▸ EXERCISE INPUT:
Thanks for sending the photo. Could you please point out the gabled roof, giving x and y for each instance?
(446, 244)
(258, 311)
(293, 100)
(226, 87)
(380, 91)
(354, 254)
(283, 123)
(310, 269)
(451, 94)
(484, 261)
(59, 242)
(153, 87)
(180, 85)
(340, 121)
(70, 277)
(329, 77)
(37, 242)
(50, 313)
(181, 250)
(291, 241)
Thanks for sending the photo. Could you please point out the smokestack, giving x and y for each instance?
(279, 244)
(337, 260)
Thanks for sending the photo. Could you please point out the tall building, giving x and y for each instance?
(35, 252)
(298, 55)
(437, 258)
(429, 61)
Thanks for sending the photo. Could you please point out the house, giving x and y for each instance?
* * *
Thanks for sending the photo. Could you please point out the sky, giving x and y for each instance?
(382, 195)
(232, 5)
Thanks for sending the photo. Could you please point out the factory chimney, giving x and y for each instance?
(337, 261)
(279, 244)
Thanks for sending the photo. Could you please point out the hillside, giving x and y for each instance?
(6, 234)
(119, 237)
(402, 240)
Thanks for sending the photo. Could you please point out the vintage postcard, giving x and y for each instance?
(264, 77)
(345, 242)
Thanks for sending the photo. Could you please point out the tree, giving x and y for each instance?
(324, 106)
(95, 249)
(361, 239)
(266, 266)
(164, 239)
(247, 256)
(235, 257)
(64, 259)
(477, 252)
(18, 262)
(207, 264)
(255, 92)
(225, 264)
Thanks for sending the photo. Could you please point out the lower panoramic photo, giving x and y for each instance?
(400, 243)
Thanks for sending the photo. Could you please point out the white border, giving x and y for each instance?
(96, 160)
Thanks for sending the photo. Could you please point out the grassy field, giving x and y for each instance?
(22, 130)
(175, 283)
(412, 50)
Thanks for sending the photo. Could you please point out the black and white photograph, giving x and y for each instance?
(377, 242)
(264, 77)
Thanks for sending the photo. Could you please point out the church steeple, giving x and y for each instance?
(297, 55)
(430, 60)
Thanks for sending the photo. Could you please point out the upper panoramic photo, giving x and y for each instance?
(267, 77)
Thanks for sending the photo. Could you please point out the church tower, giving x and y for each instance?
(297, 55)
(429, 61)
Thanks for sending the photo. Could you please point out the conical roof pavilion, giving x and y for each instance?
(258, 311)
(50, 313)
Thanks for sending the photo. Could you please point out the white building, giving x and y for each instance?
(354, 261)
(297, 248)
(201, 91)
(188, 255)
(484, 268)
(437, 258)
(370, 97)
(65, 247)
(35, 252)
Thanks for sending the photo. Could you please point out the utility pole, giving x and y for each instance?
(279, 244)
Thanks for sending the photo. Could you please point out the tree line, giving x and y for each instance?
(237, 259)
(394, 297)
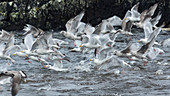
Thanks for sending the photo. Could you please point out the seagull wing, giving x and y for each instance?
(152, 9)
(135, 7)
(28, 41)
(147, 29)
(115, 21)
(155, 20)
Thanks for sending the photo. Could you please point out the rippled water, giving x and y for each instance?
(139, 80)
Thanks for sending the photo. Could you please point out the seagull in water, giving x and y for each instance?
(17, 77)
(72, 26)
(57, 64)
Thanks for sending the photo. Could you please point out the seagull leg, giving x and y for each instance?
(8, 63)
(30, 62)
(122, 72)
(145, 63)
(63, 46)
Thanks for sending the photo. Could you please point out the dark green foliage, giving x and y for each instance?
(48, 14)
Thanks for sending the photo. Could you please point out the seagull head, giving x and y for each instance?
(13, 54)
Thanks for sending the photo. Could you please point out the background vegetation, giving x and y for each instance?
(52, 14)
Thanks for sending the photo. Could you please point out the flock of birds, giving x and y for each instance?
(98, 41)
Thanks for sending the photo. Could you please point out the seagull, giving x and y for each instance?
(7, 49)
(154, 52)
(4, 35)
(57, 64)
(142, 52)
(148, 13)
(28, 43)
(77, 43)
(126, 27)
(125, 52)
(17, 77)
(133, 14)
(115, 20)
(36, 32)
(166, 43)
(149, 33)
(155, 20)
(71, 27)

▸ TASK DIRECTIONS: Retype exactly the lines above, from the one with "smokestack, giving x and y for each instance?" through the one with "house, giving x and y for each instance?", inclusive.

▸ FINISHED EXERCISE:
Thanks for sending the photo. Could you please point out the smokestack, giving x and y for each instance?
(279, 244)
(337, 260)
Thanks for sending the photo. Could you please point out the tall building, giving x and y for each instance?
(35, 252)
(298, 55)
(437, 258)
(429, 61)
Thanks for sending the photo. Could you please point out the house, giving x and y for each instance?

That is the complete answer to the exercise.